--- Begin Records for processing ---
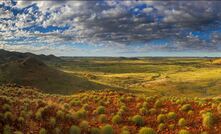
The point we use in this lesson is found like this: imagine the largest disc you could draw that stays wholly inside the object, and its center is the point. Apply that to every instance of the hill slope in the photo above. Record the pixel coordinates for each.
(32, 72)
(7, 56)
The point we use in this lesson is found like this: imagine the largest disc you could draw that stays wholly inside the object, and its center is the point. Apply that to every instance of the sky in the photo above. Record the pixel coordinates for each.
(111, 27)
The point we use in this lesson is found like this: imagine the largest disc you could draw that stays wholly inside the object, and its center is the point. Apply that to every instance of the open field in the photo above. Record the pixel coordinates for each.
(105, 112)
(152, 76)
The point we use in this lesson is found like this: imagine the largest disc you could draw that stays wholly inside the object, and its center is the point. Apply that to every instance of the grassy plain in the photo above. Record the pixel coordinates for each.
(151, 76)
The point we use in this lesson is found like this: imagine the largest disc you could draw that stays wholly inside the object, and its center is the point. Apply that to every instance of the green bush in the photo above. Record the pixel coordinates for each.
(95, 130)
(43, 131)
(100, 110)
(171, 115)
(161, 118)
(74, 130)
(146, 130)
(84, 125)
(183, 131)
(116, 119)
(182, 122)
(107, 129)
(102, 118)
(186, 107)
(138, 120)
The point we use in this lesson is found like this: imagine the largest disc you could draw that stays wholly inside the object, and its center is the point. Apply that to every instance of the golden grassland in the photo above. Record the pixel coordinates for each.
(152, 76)
(24, 110)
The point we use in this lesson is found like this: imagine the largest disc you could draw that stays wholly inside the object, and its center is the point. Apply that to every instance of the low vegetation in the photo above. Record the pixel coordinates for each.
(105, 112)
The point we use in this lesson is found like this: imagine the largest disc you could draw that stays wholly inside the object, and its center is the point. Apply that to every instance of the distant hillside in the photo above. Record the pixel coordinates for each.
(25, 70)
(7, 56)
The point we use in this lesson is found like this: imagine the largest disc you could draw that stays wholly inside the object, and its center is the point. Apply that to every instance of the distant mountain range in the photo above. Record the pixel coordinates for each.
(27, 69)
(7, 56)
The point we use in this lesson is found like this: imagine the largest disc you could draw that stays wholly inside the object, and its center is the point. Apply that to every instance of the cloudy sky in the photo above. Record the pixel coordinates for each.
(111, 27)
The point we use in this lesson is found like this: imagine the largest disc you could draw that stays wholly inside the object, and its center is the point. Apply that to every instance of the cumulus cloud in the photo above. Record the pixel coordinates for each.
(110, 23)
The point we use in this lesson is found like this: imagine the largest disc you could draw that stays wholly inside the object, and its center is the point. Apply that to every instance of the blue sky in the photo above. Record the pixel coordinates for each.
(111, 28)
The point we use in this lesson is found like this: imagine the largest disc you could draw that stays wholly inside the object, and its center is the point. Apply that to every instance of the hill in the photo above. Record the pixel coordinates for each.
(7, 56)
(30, 71)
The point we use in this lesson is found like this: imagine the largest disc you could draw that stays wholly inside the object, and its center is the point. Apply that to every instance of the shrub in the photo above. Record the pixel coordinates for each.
(21, 120)
(75, 103)
(171, 115)
(18, 132)
(56, 130)
(81, 114)
(69, 116)
(102, 118)
(85, 106)
(219, 108)
(153, 111)
(146, 130)
(190, 112)
(125, 130)
(161, 118)
(6, 107)
(208, 120)
(60, 115)
(43, 131)
(171, 126)
(183, 131)
(38, 114)
(182, 122)
(8, 116)
(116, 119)
(7, 129)
(158, 104)
(95, 130)
(107, 129)
(186, 107)
(161, 126)
(84, 125)
(74, 130)
(100, 110)
(138, 120)
(66, 106)
(143, 111)
(52, 121)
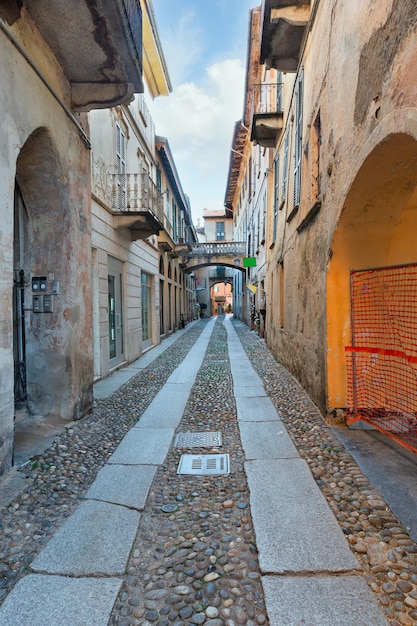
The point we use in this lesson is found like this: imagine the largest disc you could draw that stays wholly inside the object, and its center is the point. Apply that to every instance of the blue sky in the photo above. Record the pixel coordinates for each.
(205, 46)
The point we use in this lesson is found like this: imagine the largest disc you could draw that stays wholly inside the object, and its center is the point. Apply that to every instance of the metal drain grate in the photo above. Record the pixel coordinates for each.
(198, 440)
(204, 464)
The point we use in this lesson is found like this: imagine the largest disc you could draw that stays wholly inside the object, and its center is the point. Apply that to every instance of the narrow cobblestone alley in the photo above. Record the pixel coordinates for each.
(200, 554)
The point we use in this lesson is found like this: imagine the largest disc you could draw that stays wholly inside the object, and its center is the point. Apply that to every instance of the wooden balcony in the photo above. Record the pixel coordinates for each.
(267, 114)
(137, 204)
(98, 45)
(283, 30)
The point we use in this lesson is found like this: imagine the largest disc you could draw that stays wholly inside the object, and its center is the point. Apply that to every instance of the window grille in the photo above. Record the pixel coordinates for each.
(298, 143)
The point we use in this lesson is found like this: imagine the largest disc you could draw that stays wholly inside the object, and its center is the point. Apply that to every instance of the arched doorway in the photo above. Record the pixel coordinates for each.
(376, 230)
(52, 339)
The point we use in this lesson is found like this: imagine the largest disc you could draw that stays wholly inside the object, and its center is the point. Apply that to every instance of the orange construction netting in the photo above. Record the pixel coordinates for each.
(382, 360)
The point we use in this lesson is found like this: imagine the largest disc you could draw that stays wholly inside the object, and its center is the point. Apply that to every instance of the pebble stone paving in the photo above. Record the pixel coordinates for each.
(194, 560)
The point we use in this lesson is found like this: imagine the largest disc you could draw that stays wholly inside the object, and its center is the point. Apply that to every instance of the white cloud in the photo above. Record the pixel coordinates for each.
(198, 120)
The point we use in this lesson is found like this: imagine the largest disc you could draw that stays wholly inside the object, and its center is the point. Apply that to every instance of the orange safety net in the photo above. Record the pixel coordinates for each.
(382, 360)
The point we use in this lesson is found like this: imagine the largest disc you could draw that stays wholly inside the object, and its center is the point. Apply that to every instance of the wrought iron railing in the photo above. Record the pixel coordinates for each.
(133, 12)
(136, 192)
(221, 248)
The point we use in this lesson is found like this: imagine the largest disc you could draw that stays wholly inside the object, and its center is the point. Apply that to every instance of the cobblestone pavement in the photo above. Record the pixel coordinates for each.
(194, 560)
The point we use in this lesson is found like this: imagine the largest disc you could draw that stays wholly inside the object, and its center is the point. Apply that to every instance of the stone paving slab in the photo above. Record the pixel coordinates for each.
(127, 485)
(167, 408)
(321, 601)
(40, 600)
(96, 539)
(256, 409)
(249, 390)
(295, 529)
(143, 446)
(266, 440)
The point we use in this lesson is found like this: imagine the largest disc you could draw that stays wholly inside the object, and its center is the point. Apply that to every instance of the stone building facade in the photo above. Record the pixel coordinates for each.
(51, 78)
(342, 175)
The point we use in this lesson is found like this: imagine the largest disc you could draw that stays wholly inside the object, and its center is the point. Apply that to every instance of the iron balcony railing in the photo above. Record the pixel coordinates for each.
(267, 98)
(133, 13)
(136, 193)
(221, 248)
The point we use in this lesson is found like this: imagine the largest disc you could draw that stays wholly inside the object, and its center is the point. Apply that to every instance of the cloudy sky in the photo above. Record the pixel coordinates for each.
(205, 46)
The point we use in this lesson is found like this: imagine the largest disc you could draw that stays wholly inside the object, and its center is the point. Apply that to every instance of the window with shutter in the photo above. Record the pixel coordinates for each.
(276, 198)
(298, 141)
(285, 166)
--- End Records for processing ---
• [Problem statement]: Word for word, quote the lines above. Omit the pictures.

• [Result for this task]:
The point we use in this lesson is found like this: imagine the largest disc you could draw that stays wholly inside the object, and its center is the point. Apply that to every instance of the hill slope in the photo above. Record the pixel coordinates for each.
(32, 72)
(7, 56)
The point we use in this lesson is found like this: imagine the largest disc you could draw that stays wholly inside the object, and its center is the point. Apply that to every instance of the sky in the photo above. Record the pixel coordinates for each.
(111, 27)
The point we use in this lesson is found like this: imagine the largest disc you could draw that stays wholly inside the object, and its center is the point. Apply that to every instance of the open field in the photo above. Record the pixel coordinates for each.
(105, 112)
(152, 76)
The point we use in this lesson is found like this: imagine the largest disc you could draw that stays wholly inside the object, and its center is the point. Apply that to every instance of the grassy plain in the photo above. Record the pixel coordinates for each.
(151, 76)
The point we use in this lesson is found like this: imagine the largest disc you could draw that stays wholly inside the object, and its center is the point. Apply that to every instance of the green bush in the photo above. Record the pixel coordinates for each.
(95, 130)
(43, 131)
(100, 110)
(171, 115)
(161, 118)
(74, 130)
(146, 130)
(84, 125)
(183, 131)
(116, 119)
(182, 122)
(107, 129)
(102, 118)
(186, 107)
(138, 120)
The point we use in this lesson is found like this: imagine the largest disc you could draw that stays wholly inside the object, and its center is the point. Apply that to every instance of the golden grassland in the photo above. Record the pixel coordinates for each.
(152, 76)
(24, 110)
The point we use in this lesson is found like this: imagine the largest disc you could draw that stays wholly inside the object, and its center is the point. Apply that to every instance of the low vegetation in the photo above. Record the pixel coordinates for each.
(105, 112)
The point we use in this lesson is found like this: imagine the largest disc you could draw that stays wholly inside the object, and its center is the point. Apply that to every instance of the distant hillside in the photo above. Record the pixel coordinates for each.
(25, 70)
(7, 56)
The point we use in this lesson is found like this: imagine the largest disc you could draw that stays wholly inside the object, and its center is the point. Apply that to every instance of the distant mountain range in the photo above. Record the pixel coordinates for each.
(27, 69)
(7, 56)
The point we use in this lesson is found like this: imagine the largest disc you could draw that stays wholly inside the object, and its center is the point. Apply that to every instance of the cloudy sky in the photo above. Record the pixel coordinates for each.
(111, 27)
The point we use in this lesson is found like this: imagine the largest disc you could draw that stays wholly inside the object, and its center is the point. Apply that to every instance of the cumulus cloud in the photo above. Record the pixel coordinates for each.
(110, 23)
The point we use in this lesson is found like this: imagine the largest disc you could draw that stays wholly inside the object, and its center is the point. Apply that to every instance of the blue sky in the photo above. Record the pixel coordinates for each.
(111, 28)
The point we use in this lesson is found like this: imagine the largest disc you could draw that stays wholly inside the object, and its center is the point. Apply that to every instance of the hill in the photo above. Record the pixel coordinates for each.
(7, 56)
(30, 71)
The point we use in this lesson is found like this: imagine the largest disc you could draw that stays wholly inside the object, and its center is the point. Apply that to every instance of the shrub in the photo above. Record the pixel coordinates for each.
(21, 120)
(75, 103)
(171, 115)
(18, 132)
(56, 130)
(81, 114)
(69, 116)
(102, 118)
(85, 106)
(219, 108)
(153, 111)
(146, 130)
(190, 112)
(125, 130)
(161, 118)
(6, 107)
(208, 120)
(60, 115)
(43, 131)
(171, 126)
(183, 131)
(38, 114)
(182, 122)
(8, 116)
(116, 119)
(7, 129)
(158, 104)
(95, 130)
(107, 129)
(186, 107)
(161, 126)
(84, 125)
(74, 130)
(100, 110)
(138, 120)
(66, 106)
(143, 111)
(52, 121)
The point we use in this lesson is found like this: imagine the largest disc you could draw that stays wholly inside the object, and its center is the point. Apply that to every instance of the blue sky in the photo above. Record the pixel coordinates for each.
(205, 46)
The point we use in this lesson is found like this: imagine the largest disc you could draw that stays wholly inside the object, and its center is the point. Apply that to every instance of the metal drain grate in the photo above. Record the pixel coordinates for each.
(198, 440)
(204, 464)
The point we use in this lesson is found like this: imagine the largest disc you could draw that stays wholly inside the object, and its center is the point. Apply that to every instance of the narrow cobblestone alley in the photo above. Record the pixel coordinates for each.
(200, 554)
The point we use in this lesson is found like this: imagine the largest disc you could draw that stays wholly inside the object, and its center is the point. Apply that to every instance of the wooden balcony in the photo above. Record the pixel coordinates for each.
(267, 114)
(137, 204)
(98, 45)
(283, 30)
The point we use in this lesson is found like this: imagine the largest disc you could draw that stays wholly inside the object, and its center is the point. Apply that to every instance of the window grille in the photo above. Record the pixel coordinates for each.
(298, 143)
The point we use in this lesson is found like this: imagine the largest disc you could draw that stays wholly inside the object, and its center is the point. Apply that to every instance of the arched doorway in the photo above. Record the pixel coordinates for each.
(376, 230)
(52, 339)
The point we use in this lesson is found like this: imagine the largest disc you could draw that stays wholly inside the object, and its center is the point. Apply that to every instance of the orange construction netting in the photo above. Record the pixel coordinates for each.
(382, 360)
The point we use in this lesson is found like this: imagine the largest disc you could draw that stays wholly inside the object, and its center is the point. Apply that to every instance of the pebble stone paving in the photo above. Record the pixel coordinates for each.
(194, 560)
The point we use in this lesson is found like this: imagine the largest disc you could draw that stays wholly inside the object, and its center is the point. Apply that to every instance of the white cloud in the photo above. Record the pixel coordinates for each.
(198, 120)
The point we use in this lesson is found like this: imagine the largest disc you could draw that stays wholly inside the object, and its center is the point. Apply that to every instance of the orange safety net in the photo above. Record the pixel coordinates for each.
(382, 360)
The point we use in this lesson is found like this: imagine the largest disc you could draw that stays wholly inside the object, and its center is the point. Apply that to every instance of the wrought iron railing in the photo above. Record the pixel coordinates for each.
(133, 12)
(136, 192)
(221, 248)
The point we use in this lesson is found like this: imagine the largest disc you could draw that stays wholly inside the object, and its center is the point. Apply that to every instance of the cobblestone pavement in the photo above. Record the pixel coordinates for each.
(194, 560)
The point we use in this lesson is found like this: imagine the largest disc you could draw that stays wholly inside the object, and its center is the point. Apply that to every instance of the stone paving slab in the photo above. Record the pixel coordinates for each.
(127, 485)
(167, 408)
(321, 601)
(40, 600)
(96, 539)
(256, 409)
(249, 390)
(295, 529)
(143, 446)
(266, 440)
The point we use in this lesson is found like this: imagine the largest disc you could draw that stays wholly inside the object, and its center is the point. Apply that to every instance of the stone building facade in the photo above. Record the pixel coordinates for each.
(51, 78)
(342, 175)
The point we use in this lesson is found like this: imagine the largest disc you could draw that stays wholly inside the object, and its center is the point. Apply that to every instance of the iron balcony railing in the photo above. Record the pixel coordinates for each.
(267, 98)
(133, 13)
(136, 193)
(221, 248)
The point we use in this lesson is found like this: imagine the largest disc you could draw that stays wholly inside the object, and its center is the point. Apply that to every instance of the cloudy sky in the photo above. Record the pixel coordinates for each.
(205, 46)
The point we use in this lesson is found like this: imagine the largest disc you could draw that stays wholly inside the object, and its center is the point. Apply that to every instance of the window with shutter in the photo above. Record the pixel coordinates for each.
(276, 198)
(298, 141)
(285, 166)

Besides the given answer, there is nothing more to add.